### Problem
Please copy out the records that follow exactly as they stand.

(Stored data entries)
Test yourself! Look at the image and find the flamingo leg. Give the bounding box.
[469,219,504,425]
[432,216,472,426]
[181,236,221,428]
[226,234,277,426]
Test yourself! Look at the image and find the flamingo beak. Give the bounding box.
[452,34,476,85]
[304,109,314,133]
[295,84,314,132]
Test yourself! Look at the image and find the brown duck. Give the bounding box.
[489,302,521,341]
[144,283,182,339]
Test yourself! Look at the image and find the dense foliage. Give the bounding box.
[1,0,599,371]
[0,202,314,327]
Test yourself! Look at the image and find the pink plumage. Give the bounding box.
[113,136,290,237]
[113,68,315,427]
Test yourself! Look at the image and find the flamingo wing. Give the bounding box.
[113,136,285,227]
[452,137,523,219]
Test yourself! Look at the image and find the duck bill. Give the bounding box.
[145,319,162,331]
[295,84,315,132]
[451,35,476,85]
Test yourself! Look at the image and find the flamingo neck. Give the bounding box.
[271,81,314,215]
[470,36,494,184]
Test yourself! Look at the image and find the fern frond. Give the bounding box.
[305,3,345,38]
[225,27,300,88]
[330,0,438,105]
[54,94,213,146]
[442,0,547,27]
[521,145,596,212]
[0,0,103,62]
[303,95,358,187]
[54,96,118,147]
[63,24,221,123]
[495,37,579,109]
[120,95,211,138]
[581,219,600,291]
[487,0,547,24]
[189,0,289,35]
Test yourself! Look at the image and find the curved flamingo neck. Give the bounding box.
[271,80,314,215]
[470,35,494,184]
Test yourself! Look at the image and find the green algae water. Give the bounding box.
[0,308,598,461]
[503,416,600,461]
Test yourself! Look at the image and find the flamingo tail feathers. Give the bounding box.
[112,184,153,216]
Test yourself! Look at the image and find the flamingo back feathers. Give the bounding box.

### Solution to this task
Test yourself! Look at the image and find the flamingo leg. Give the bounding box.
[469,219,504,425]
[432,216,472,426]
[181,236,221,428]
[226,234,277,426]
Test yourself! Look at the image and find the flamingo beak. Give the bounding box.
[452,34,476,85]
[304,109,314,133]
[295,84,314,132]
Test yourself! Look at the image and find the brown duck. Give the bounding box.
[489,302,521,341]
[144,283,182,339]
Test yourself! Look at the image and find the dense foliage. Give the bounding box.
[1,0,599,371]
[0,202,314,327]
Test yourself! Look at the image and find the pink plumage. Give the bounding box.
[113,136,290,237]
[113,68,315,427]
Test yourself! Look at the image and find the flamingo wing. Give the bounding box.
[113,136,285,227]
[452,137,523,219]
Test yourself! Look at the image and find the duck bill. Give the bounding box.
[145,319,162,331]
[295,84,315,132]
[451,35,476,85]
Test yourself! Look at the image and find the flamingo neck. Give the bounding box.
[271,81,314,215]
[470,36,494,184]
Test yourself! Look at the image and find the fern frond. Give the bounding box.
[305,3,345,38]
[225,27,300,88]
[330,0,438,105]
[54,94,213,146]
[442,0,547,27]
[521,145,596,212]
[0,0,103,62]
[303,95,358,187]
[54,96,118,147]
[63,24,221,123]
[495,37,579,109]
[120,95,211,138]
[581,219,600,291]
[487,0,547,24]
[189,0,289,35]
Test yourself! Look at the image and find the curved flamingo neck. Give the bounding box.
[271,80,314,215]
[470,35,494,184]
Test yourself! Look at the image and find the green algae water. Give the bounding box.
[0,308,598,461]
[503,416,600,461]
Test yourself! Look at the image and find the flamingo tail feathers. Give the bounding box.
[112,184,153,216]
Test yourself! Look at the image and find the flamingo back feathers. Give the bounding box.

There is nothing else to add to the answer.